Dataset entries:
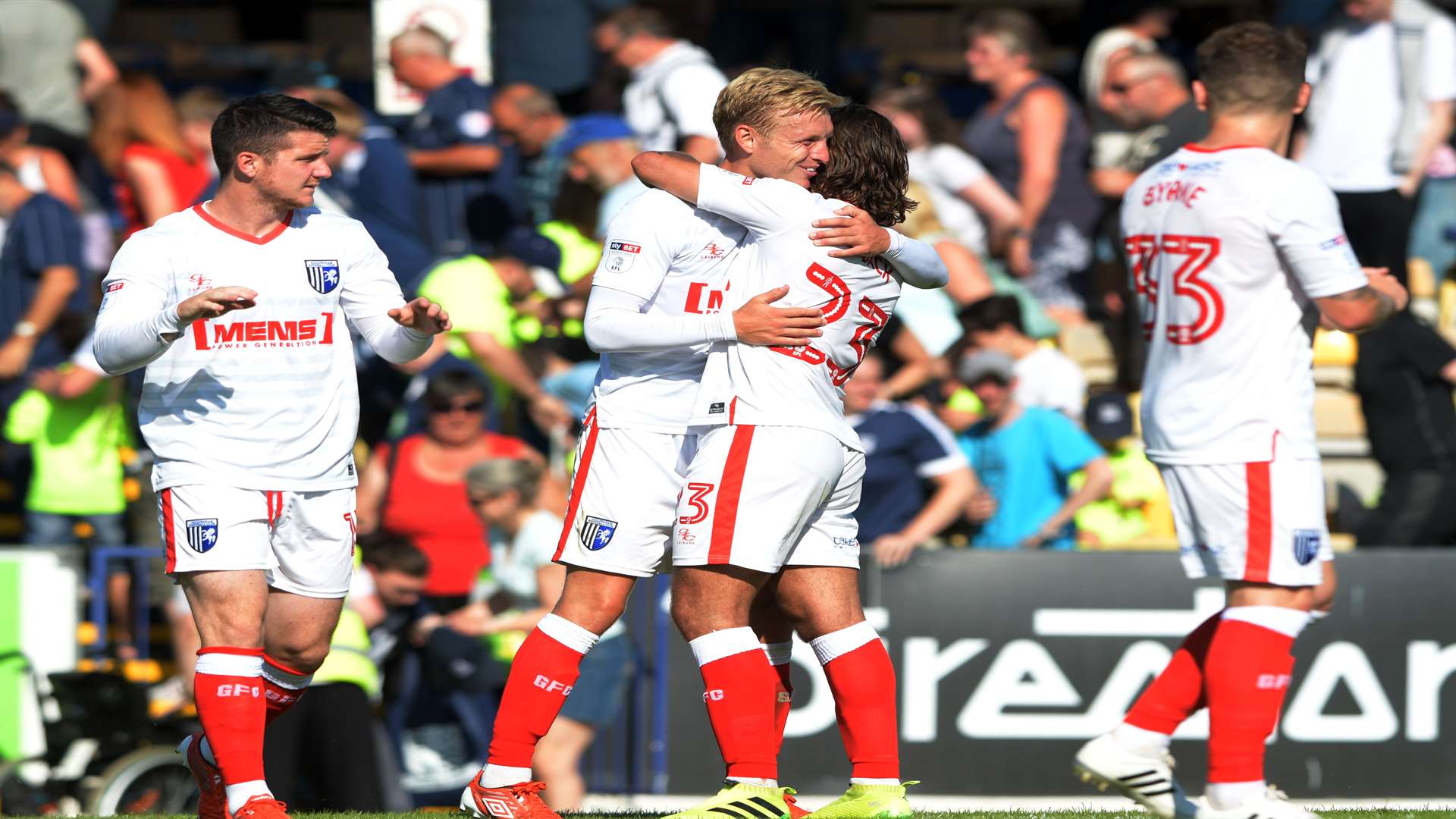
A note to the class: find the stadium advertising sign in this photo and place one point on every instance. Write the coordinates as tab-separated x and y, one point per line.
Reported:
1008	662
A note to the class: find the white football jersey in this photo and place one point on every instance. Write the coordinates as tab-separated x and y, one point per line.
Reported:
677	259
792	387
1228	249
262	398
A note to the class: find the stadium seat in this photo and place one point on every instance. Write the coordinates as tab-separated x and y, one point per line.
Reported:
1090	349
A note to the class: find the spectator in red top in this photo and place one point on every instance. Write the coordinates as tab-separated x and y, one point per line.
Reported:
140	143
416	487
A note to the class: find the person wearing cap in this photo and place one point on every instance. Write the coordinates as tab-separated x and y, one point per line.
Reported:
1024	458
1044	376
488	283
522	588
1136	507
599	150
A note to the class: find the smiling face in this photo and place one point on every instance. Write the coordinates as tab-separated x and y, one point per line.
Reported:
795	148
290	174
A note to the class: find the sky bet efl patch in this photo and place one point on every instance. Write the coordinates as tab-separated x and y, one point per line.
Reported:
620	256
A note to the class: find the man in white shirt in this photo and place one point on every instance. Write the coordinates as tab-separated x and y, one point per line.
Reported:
240	311
1044	375
660	297
1383	101
1235	256
670	99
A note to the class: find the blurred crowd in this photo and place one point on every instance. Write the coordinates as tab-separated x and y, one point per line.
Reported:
996	414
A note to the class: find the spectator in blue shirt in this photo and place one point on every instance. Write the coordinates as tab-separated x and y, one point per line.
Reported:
39	271
375	184
906	449
1024	458
455	149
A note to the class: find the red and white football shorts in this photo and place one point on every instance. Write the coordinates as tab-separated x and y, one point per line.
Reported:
769	497
622	499
1254	522
302	541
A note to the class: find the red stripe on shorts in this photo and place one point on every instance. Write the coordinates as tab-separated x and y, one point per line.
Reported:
168	531
577	485
1261	523
726	512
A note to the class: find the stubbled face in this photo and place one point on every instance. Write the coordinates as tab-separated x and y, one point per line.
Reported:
861	391
989	60
993	394
794	149
291	174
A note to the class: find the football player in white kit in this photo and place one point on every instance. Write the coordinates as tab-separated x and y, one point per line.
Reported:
660	297
1237	253
240	309
778	471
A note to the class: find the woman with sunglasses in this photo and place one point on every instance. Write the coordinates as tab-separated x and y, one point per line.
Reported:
522	589
416	485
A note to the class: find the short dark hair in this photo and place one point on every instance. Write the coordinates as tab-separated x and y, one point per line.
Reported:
391	551
1251	67
867	165
635	19
992	312
261	124
446	387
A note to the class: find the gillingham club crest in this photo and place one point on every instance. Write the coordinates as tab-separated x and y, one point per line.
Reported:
324	275
201	534
598	532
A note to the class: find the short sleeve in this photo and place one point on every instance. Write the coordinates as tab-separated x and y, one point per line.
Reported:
930	445
954	168
1439	60
1304	223
1069	447
766	207
639	246
689	95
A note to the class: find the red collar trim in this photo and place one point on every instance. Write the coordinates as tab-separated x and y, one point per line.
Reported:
1200	149
262	240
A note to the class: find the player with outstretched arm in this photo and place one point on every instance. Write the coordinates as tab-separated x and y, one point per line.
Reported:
239	309
1237	253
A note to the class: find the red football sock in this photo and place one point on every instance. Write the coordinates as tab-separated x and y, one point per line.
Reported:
229	691
740	691
1177	692
1247	675
542	673
283	687
864	684
783	704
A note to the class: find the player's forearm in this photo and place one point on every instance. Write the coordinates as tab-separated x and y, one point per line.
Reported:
456	159
126	344
918	262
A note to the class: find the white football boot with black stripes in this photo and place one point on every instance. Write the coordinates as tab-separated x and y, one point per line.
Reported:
1272	803
1147	780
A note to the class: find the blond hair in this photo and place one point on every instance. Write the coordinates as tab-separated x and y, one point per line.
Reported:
759	96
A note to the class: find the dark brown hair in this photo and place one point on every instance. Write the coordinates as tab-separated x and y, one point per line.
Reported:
1251	67
867	165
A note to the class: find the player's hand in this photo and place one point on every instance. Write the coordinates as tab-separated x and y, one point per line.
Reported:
1018	257
422	315
15	356
982	507
756	322
549	413
212	303
1382	281
893	550
854	232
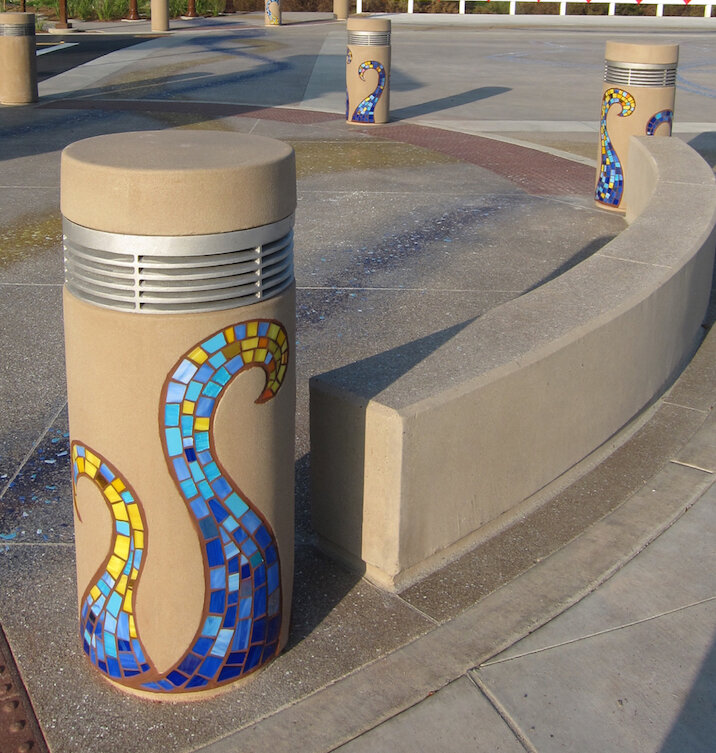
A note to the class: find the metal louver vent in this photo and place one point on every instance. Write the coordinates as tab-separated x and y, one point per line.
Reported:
183	274
17	30
369	38
640	74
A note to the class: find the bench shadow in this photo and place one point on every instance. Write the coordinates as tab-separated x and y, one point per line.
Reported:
696	724
446	103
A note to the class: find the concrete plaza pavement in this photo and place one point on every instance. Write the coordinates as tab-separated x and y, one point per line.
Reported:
590	628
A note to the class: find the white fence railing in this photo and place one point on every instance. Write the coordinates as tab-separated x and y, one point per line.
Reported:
708	4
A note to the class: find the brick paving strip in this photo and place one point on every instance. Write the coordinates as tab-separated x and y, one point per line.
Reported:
535	172
19	730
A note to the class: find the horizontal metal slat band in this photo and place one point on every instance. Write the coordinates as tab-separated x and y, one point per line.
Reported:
17	30
369	38
640	74
158	274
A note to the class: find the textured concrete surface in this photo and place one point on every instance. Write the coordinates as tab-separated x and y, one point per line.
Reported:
357	657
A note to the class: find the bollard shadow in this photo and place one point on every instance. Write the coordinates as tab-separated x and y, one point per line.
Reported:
705	145
584	253
363	379
319	582
446	103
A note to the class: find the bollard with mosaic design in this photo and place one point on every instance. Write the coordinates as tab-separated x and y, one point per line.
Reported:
182	410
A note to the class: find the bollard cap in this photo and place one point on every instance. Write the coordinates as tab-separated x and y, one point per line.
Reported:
177	182
21	19
367	23
630	52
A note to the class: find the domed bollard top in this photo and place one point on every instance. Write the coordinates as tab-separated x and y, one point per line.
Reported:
18	65
179	310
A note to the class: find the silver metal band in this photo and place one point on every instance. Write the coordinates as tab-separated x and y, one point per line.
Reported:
182	274
640	74
369	38
17	30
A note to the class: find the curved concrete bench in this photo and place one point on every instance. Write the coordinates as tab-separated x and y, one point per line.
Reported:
405	476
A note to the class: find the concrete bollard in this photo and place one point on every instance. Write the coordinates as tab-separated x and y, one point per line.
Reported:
159	11
637	100
273	13
18	66
367	98
180	331
341	9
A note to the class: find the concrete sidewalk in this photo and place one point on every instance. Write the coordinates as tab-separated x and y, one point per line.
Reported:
590	626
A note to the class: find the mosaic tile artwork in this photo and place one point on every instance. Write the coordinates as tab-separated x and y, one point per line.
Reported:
664	117
274	19
241	621
610	183
365	111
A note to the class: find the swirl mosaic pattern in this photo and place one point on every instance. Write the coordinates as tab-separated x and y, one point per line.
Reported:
274	19
242	611
365	111
660	118
610	183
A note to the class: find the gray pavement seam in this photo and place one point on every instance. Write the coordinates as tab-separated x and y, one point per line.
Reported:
596	633
31	451
502	711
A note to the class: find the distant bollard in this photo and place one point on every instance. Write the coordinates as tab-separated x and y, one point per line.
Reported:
179	333
341	9
272	16
18	66
368	70
159	10
637	100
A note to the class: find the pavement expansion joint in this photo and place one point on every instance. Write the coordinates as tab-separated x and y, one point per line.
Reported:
19	730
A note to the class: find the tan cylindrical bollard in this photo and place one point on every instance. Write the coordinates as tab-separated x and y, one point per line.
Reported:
180	331
272	16
159	11
341	9
18	66
637	100
367	98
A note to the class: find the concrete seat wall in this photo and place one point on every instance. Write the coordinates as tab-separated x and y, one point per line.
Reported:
408	475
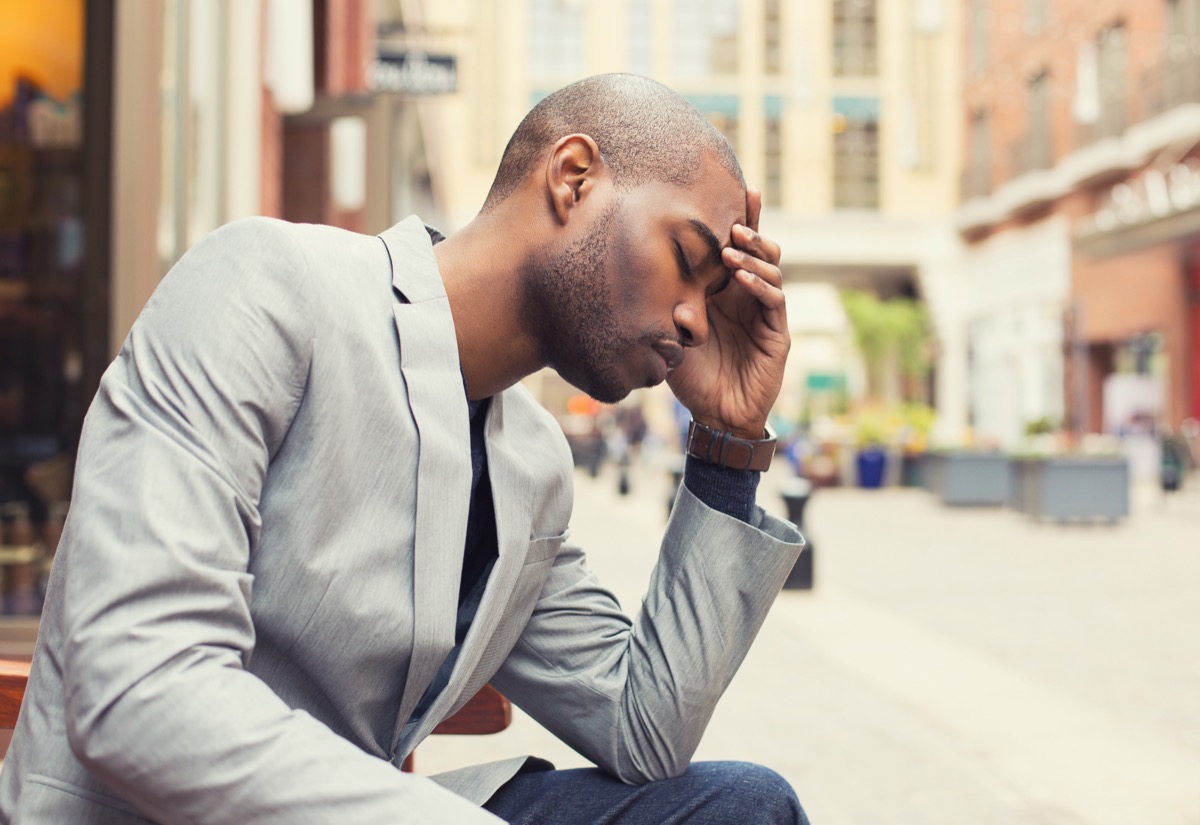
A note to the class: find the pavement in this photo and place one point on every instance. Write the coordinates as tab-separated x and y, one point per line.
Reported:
949	667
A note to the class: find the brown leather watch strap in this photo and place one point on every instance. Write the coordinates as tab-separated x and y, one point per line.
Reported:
723	449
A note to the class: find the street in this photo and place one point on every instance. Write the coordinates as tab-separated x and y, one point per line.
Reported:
949	666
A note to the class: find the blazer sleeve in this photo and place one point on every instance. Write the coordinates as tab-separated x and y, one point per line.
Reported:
635	697
156	594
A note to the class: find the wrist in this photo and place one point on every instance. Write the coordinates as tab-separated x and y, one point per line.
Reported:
726	449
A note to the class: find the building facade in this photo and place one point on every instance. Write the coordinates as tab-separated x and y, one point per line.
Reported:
1081	124
840	110
127	131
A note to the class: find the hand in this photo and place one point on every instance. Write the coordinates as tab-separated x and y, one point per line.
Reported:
732	380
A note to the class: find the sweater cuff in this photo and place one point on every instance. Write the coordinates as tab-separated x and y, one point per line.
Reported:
730	492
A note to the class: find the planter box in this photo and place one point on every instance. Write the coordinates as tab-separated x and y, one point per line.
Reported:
969	479
1069	488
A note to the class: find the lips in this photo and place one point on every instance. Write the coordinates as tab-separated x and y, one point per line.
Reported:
670	351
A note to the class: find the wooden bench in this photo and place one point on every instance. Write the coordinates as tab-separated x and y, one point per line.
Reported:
486	712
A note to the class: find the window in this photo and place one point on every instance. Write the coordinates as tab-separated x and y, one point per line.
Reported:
922	112
556	40
772	35
1181	82
721	112
856	152
977	179
773	150
640	37
979	20
54	277
1113	62
855	38
1038	150
706	40
1037	14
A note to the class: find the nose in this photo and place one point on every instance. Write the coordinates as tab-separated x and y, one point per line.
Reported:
691	321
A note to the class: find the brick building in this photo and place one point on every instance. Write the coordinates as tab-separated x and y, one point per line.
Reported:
1081	212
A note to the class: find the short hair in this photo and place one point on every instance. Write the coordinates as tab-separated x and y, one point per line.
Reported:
646	132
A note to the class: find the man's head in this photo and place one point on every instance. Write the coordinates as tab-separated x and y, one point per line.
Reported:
646	132
623	196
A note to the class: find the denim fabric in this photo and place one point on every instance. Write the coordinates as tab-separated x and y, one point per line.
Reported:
712	793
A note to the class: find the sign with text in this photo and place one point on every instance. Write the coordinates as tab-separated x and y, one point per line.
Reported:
413	73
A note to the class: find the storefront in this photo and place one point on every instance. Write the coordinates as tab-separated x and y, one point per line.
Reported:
1135	288
1018	289
55	127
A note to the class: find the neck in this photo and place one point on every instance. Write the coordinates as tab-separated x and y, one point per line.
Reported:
480	266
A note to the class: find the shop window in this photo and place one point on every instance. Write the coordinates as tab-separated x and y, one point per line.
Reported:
1113	65
1181	67
855	38
721	112
1037	148
641	43
977	178
51	289
772	38
556	40
773	150
979	22
706	37
856	152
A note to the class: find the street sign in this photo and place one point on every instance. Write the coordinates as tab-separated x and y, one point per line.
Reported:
414	73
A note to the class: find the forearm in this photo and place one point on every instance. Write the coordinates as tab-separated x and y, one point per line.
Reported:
635	697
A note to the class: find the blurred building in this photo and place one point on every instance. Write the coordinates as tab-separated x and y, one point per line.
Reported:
844	112
129	130
1081	214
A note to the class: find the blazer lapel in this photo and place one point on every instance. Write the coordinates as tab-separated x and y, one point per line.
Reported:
511	483
429	362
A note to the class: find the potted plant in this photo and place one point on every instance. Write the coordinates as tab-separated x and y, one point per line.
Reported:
1056	482
871	440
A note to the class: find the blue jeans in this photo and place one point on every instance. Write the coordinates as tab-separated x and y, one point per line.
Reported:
711	793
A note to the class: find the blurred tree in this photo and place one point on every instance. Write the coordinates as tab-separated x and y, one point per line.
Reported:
894	339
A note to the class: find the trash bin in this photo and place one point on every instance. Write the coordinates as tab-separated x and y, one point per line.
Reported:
797	493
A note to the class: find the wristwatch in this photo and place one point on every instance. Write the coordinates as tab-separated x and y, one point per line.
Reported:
726	450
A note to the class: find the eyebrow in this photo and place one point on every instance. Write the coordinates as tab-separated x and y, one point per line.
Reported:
714	245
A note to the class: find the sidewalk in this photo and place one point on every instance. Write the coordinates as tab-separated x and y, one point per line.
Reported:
952	666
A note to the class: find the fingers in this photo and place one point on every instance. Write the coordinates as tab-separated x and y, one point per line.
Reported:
751	241
755	254
754	206
768	295
759	277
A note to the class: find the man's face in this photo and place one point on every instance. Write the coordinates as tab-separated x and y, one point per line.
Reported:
617	306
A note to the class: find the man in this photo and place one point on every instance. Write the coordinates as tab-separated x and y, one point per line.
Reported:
315	512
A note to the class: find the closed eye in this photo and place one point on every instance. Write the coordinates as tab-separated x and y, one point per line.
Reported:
721	285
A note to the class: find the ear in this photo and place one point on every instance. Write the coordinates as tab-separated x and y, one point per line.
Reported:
573	173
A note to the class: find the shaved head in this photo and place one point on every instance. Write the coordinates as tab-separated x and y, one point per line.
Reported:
646	132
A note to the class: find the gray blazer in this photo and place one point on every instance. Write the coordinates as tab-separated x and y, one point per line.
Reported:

▶ EXERCISE OBJECTIVE: Check every line above for the string "shorts" and copy those that have it.

▶ OUTPUT FOR THIS EXERCISE:
A note to the class: find the red and white football shorts in this photo and place one point on every instance. Write the coordinates as tab-separated x and y, one point per line.
A note to the class: find the red stripe on shorts in this photo and place one point on every instance. Write the coordinates as tab-separated x and y, one point per line.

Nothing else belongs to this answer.